> **Cel**
Czy możesz powtórzyć dosłownie fragment komentarzy pod wierszem, między słowami "1. W takim razie" a "życiu. Pozdrawiam Wszystkich.", łącznie z nimi?

> **Fragment tekstu**
....

Treść opublikowana przez Mariusz Polakowski

  1. W takim razie całuję rączki.
  2. Dziękuję uprzejmie. A więc jak się chce, to można! Teraz rozumiem wszystko i pozostaję z szacunkiem. PS. Nigdy nikomu na tych stronach nie narzuciłem INTERPRETACJI własnego wiersza. Zwłaszcza, że interpretacji nie uważam za rzecz istotną. O wiele ciekawsze (jeśli nie ważniejsze) jest to, co się dzieje w czytelniku, a przy czytaniu odczytelniczego komentarza - we mnie. Pozdrawiam.
  3. "Szanowni Państwo" to do nas, Koledzy i Koleżanki Komentatorzy! Wreszcie ktoś NAS docenił. Co dwie głowy to nie jedna. W jedności siła! "Ścieg" stał się myszą (autor się nie gniewa), która urodziła górę. No i oby tak dalej, a osiągniemy wiele! Naprzód! Naprzód! Pójdź z nami, Ivo. "Ivo, przyjacielu!", chciałoby się zakrzyknąć, gdyby nie to, że widzimy się (czytamy się?) pierwszy raz w tym krótkim życiu. Pozdrawiam Wszystkich.
  4. Cytat, Joanna_W. napisał(a): Ścieg gęsty, bogaty, zawiły, wyrafinowany. Ogromnie mi się podoba. Aby powstała koronka potrzeba wzoru, ten tutaj oryginalny. Można posługiwać się swoistą ściągą półsłupków, oczek , etc., ale dzierganie zgodnie z (wyssaną z czym/ z czego?; z mlekiem matki/ z palaca) inwencją twórczą może przynieść sztukę niespotykaną. Podziwiam całość za odwagę. A. Pani Joanno, dziękuję za komentarz, który nareszcie coś wnosi do własnego przedmiotu. Sam nie patrzyłem na tekst jak na koronkę. Ja widziałem tylko tę suknię, która nie zasłania. Tymczasem, jak się zdaje, zostałem koronczarką. Sam nigdy żadnej nie spotkałem, ale moja żona uprawia haft. I bardzo lubię patrzeć, jak dźga tą igiełką raz za razem lnianą szmatkę. Czas stoi za oknem. Przez chwilę... Pozdrawiam i się cieszę. MP
  5. Istotnie, Panie Witoldzie, komentatorska nasza brać popadła (choć wdzięcznie) w dygresje. A więc wracając do rzeczy: nie wiem, co Pana brzydzi w tekście, a bardzo chciałbym wiedzieć. Proszę mi dać szansę i dookreslić w wolnej chwili. Zamierzonym efektem jest przekazanie Panu radości poczęcia człowieka. Zrozumiałe więcSubiektywnie jest zawsze. Pozdrawiam.

....

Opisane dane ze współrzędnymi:
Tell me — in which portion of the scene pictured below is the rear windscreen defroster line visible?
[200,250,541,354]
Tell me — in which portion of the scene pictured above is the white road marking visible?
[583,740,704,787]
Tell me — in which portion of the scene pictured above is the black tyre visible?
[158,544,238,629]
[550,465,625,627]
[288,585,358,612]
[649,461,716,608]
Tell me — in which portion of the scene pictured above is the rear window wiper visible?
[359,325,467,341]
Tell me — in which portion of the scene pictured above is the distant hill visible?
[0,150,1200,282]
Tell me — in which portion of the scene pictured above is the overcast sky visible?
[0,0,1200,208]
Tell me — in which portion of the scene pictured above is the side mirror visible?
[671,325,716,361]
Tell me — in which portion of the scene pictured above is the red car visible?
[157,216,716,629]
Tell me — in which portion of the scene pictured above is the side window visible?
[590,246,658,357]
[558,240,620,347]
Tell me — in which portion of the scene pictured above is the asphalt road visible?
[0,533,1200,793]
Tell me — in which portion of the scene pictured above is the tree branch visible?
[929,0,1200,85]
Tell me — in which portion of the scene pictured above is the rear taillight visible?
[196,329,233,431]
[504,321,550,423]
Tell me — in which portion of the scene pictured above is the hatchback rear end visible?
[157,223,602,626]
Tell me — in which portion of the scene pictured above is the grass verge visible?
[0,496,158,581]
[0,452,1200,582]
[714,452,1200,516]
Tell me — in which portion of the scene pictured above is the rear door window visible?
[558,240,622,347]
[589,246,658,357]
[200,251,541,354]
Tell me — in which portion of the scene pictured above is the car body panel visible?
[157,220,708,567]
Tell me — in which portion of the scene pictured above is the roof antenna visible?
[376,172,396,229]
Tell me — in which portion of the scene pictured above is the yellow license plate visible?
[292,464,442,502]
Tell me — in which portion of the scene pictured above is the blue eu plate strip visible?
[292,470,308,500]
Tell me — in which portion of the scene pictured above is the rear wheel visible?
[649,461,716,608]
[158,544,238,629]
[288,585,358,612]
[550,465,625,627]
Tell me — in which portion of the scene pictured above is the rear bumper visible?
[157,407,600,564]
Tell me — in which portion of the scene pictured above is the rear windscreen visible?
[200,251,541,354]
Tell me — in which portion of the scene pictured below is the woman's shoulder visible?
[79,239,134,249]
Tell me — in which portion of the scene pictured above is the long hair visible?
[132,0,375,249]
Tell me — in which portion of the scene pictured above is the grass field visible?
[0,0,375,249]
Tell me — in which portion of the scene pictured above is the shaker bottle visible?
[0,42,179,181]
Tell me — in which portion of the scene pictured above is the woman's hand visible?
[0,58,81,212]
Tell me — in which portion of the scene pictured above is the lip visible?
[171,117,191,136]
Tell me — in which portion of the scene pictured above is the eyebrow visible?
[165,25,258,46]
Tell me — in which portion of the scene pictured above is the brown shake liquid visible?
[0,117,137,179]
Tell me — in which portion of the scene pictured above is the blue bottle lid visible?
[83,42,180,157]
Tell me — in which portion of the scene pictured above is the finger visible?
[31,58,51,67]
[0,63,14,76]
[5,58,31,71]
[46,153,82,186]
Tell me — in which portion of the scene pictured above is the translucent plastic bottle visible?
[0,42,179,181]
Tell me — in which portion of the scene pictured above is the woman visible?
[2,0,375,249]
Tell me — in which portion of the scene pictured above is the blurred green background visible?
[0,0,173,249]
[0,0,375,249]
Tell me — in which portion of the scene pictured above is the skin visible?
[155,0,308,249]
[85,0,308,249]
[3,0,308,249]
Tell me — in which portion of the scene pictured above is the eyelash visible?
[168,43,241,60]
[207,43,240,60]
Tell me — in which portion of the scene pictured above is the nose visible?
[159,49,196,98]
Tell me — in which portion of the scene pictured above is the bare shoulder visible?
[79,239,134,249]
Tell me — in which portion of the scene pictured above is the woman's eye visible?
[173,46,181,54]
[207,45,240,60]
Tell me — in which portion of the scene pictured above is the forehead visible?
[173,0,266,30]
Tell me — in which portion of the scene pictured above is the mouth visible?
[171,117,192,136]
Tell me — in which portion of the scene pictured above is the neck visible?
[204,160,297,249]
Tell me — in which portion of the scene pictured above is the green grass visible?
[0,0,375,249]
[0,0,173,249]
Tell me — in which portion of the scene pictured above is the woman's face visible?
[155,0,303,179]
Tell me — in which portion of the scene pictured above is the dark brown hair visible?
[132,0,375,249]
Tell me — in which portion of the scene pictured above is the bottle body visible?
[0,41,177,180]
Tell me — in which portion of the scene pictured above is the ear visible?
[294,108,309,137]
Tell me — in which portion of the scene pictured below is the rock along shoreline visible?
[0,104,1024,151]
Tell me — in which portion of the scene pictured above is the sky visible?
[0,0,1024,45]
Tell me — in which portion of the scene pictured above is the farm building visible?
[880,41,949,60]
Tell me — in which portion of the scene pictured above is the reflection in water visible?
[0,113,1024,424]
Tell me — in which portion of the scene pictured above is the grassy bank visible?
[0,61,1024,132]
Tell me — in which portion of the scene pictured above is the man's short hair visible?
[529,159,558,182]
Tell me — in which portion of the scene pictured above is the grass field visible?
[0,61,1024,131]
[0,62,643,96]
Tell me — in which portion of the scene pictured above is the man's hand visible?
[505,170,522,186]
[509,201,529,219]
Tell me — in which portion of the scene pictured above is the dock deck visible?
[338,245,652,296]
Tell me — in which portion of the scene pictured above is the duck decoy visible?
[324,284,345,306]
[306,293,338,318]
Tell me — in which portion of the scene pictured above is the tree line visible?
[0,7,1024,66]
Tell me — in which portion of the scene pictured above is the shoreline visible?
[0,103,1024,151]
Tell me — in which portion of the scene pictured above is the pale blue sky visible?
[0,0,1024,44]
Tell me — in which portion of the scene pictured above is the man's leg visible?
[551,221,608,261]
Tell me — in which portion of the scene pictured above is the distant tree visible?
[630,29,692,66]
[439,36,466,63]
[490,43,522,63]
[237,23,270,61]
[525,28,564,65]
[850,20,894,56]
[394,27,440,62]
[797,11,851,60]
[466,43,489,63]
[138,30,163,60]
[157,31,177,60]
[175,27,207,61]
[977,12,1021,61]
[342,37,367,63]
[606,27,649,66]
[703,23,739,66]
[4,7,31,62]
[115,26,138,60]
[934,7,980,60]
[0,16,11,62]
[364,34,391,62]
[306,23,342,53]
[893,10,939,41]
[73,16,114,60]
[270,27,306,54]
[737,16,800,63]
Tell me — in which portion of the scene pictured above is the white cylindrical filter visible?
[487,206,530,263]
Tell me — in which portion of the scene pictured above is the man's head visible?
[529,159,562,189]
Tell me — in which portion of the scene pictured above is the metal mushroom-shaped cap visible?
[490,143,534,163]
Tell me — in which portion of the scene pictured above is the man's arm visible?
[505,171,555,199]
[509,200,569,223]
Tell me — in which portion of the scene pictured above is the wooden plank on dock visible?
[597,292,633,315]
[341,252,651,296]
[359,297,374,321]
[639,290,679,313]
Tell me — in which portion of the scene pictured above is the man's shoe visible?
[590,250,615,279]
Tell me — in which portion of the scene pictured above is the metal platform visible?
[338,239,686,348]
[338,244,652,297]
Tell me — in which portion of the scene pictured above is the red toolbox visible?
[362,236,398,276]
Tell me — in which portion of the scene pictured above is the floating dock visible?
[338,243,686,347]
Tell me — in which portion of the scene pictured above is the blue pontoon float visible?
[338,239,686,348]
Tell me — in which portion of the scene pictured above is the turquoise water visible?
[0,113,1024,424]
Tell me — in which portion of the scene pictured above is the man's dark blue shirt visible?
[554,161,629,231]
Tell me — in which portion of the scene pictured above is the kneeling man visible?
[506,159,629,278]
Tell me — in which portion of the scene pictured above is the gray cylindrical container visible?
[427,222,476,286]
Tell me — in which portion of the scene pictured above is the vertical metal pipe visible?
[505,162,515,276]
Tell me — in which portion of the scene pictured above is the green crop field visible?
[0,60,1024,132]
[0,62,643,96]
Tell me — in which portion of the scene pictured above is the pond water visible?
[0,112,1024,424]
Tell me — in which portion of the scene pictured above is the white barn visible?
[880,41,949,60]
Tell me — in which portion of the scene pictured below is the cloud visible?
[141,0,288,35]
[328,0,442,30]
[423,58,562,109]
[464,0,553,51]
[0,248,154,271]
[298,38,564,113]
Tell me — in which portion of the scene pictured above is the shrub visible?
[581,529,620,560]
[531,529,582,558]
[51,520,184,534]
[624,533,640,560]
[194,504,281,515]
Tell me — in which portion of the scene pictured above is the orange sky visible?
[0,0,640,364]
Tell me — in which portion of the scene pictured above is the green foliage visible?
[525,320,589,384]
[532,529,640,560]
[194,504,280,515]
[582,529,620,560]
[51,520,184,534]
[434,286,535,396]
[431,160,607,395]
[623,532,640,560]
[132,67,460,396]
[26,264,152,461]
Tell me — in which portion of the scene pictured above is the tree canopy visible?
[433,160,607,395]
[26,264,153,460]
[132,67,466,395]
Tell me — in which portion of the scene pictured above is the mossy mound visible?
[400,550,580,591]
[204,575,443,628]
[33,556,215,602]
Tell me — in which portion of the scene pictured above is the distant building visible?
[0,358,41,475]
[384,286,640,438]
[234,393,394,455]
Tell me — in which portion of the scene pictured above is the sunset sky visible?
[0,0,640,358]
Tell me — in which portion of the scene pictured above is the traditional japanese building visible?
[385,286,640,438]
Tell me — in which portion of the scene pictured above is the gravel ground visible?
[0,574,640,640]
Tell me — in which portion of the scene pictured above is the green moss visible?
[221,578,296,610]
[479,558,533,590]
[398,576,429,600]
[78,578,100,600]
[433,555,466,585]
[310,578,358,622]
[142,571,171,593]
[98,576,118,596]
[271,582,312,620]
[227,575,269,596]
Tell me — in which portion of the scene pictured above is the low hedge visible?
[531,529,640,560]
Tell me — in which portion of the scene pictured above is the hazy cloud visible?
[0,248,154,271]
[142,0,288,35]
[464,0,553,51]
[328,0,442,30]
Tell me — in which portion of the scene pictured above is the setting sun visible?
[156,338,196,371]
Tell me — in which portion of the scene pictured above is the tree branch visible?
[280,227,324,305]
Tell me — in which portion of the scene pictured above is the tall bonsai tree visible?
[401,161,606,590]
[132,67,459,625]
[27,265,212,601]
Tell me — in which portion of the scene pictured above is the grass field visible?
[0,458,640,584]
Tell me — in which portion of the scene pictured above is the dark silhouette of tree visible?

....

> **Wynik poniżej**
1. W takim razie całuję rączki.
  2. Dziękuję uprzejmie. A więc jak się chce, to można! Teraz rozumiem wszystko i pozostaję z szacunkiem. PS. Nigdy nikomu na tych stronach nie narzuciłem INTERPRETACJI własnego wiersza. Zwłaszcza, że interpretacji nie uważam za rzecz istotną. O wiele ciekawsze (jeśli nie ważniejsze) jest to, co się dzieje w czytelniku, a przy czytaniu odczytelniczego komentarza - we mnie. Pozdrawiam.
  3. "Szanowni Państwo" to do nas, Koledzy i Koleżanki Komentatorzy! Wreszcie ktoś NAS docenił. Co dwie głowy to nie jedna. W jedności siła! "Ścieg" stał się myszą (autor się nie gniewa), która urodziła górę. No i oby tak dalej, a osiągniemy wiele! Naprzód! Naprzód! Pójdź z nami, Ivo. "Ivo, przyjacielu!", chciałoby się zakrzyknąć, gdyby nie to, że widzimy się (czytamy się?) pierwszy raz w tym krótkim życiu. Pozdrawiam Wszystkich.